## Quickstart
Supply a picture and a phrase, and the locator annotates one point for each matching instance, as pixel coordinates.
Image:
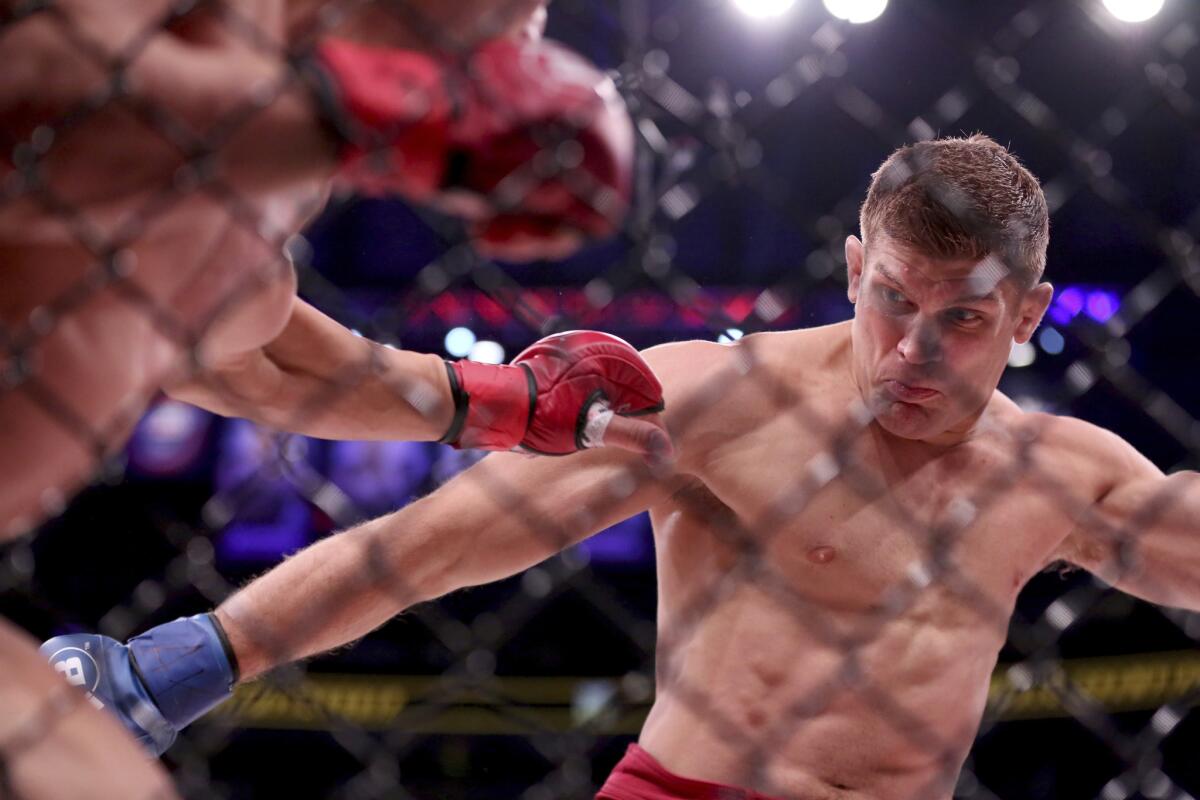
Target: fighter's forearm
(381, 394)
(336, 591)
(1152, 549)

------------------------

All of the material above should be copied exactly, minus the pictures.

## Quickstart
Supply a picture and a phrase, and the locator annotates one point for each matching instance, as pixel coordinates.
Image:
Target: fighter's forearm
(381, 394)
(336, 591)
(1152, 549)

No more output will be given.